ACTIVITY »
All lines from the opening of the data to the line containing "<point>356,88</point>" must be returned unchanged, and only those lines.

***** DATASET EXTRACT

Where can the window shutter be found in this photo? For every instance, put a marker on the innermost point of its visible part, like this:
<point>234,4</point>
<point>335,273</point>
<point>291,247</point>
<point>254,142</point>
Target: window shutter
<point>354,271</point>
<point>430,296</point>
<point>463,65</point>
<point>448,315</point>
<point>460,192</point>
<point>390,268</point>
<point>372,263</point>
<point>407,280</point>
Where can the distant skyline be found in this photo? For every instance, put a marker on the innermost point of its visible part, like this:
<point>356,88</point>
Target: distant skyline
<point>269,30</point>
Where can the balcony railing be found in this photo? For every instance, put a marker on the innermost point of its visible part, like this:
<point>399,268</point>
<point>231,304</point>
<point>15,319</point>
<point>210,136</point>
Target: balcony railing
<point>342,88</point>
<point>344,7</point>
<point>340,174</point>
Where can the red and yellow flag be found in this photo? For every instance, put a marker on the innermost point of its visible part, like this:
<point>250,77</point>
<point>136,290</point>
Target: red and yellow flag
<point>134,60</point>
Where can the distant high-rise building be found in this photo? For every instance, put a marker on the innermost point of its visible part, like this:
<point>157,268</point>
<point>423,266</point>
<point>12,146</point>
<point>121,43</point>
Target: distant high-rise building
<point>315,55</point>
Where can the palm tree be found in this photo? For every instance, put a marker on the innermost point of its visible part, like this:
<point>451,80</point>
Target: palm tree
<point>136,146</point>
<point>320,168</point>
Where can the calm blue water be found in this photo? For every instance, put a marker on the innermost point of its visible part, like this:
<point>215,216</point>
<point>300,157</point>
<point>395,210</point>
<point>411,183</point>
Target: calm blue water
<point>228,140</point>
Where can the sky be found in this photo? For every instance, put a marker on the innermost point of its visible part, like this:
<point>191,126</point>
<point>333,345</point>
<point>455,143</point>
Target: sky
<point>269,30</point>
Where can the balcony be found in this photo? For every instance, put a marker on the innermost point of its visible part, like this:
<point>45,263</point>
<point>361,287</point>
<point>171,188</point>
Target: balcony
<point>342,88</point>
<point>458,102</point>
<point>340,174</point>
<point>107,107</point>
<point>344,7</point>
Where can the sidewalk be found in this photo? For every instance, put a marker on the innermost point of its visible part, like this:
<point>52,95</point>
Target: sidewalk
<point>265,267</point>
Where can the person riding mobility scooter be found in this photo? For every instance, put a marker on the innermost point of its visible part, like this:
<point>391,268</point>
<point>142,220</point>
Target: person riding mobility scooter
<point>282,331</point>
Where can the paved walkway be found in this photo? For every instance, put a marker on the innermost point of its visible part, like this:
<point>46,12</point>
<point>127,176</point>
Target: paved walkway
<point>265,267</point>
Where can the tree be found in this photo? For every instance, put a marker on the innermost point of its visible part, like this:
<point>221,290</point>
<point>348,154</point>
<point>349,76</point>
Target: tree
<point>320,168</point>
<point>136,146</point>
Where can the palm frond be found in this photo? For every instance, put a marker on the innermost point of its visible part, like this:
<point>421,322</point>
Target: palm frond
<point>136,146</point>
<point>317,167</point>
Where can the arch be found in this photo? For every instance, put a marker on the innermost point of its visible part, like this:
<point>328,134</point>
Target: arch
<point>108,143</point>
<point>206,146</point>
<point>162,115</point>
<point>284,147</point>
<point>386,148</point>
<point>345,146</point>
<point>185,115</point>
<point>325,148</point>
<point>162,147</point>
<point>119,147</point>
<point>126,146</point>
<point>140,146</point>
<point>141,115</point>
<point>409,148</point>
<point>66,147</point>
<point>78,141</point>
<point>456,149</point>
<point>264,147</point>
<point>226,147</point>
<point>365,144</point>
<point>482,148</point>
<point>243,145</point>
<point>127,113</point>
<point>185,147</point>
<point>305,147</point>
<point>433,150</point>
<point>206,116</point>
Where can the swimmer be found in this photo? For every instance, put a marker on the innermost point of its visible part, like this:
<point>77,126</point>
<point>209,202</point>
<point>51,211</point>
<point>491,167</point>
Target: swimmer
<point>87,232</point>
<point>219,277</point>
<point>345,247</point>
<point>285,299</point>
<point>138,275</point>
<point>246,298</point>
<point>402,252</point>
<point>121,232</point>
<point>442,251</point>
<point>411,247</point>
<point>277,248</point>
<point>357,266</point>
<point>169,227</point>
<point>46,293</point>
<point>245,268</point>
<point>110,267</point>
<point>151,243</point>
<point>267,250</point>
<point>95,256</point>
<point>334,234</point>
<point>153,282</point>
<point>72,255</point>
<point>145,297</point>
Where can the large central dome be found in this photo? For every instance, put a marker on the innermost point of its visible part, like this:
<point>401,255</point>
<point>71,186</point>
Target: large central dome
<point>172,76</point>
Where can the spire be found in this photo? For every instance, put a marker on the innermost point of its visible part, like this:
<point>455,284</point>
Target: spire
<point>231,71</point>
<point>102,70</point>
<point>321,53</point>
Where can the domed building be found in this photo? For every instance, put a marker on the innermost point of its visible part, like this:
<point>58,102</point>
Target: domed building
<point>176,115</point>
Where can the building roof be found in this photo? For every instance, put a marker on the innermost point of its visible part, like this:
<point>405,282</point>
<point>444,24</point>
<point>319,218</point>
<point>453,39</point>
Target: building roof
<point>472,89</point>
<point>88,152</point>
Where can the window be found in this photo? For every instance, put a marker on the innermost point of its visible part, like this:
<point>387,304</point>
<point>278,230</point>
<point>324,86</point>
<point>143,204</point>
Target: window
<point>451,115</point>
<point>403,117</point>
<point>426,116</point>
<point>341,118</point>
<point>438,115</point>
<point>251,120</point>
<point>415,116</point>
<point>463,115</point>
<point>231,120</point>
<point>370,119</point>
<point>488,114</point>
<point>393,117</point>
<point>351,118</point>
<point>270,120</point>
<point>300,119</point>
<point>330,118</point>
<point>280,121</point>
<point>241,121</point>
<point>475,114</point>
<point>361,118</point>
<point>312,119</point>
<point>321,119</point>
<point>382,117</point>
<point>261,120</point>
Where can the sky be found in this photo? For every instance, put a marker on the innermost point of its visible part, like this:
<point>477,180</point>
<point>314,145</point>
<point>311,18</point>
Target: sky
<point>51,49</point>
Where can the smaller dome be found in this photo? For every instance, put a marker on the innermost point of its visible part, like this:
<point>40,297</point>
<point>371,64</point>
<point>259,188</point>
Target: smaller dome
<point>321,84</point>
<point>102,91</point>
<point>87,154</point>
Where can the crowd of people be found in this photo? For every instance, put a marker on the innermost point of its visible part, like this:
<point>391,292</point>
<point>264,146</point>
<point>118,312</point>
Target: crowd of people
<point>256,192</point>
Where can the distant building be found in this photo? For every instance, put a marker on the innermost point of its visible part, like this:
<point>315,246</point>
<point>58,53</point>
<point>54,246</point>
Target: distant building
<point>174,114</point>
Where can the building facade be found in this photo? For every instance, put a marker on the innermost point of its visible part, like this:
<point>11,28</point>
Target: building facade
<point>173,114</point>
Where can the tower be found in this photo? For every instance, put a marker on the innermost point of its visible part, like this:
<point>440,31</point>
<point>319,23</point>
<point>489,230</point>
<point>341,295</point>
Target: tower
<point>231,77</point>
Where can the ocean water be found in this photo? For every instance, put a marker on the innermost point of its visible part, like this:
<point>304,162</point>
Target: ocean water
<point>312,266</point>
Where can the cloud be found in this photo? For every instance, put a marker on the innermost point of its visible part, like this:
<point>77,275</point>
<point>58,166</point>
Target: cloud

**********

OUTPUT »
Where can the window shutter be found in this photo? For every instance, put a marker on the innermost point of its visible part, like this:
<point>234,4</point>
<point>335,273</point>
<point>291,247</point>
<point>254,142</point>
Target: window shutter
<point>354,271</point>
<point>430,296</point>
<point>463,65</point>
<point>448,315</point>
<point>460,192</point>
<point>390,268</point>
<point>372,263</point>
<point>407,280</point>
Where can the distant skyline be found in this photo? For every instance, put a marker on the innermost point of its visible part, like this:
<point>356,88</point>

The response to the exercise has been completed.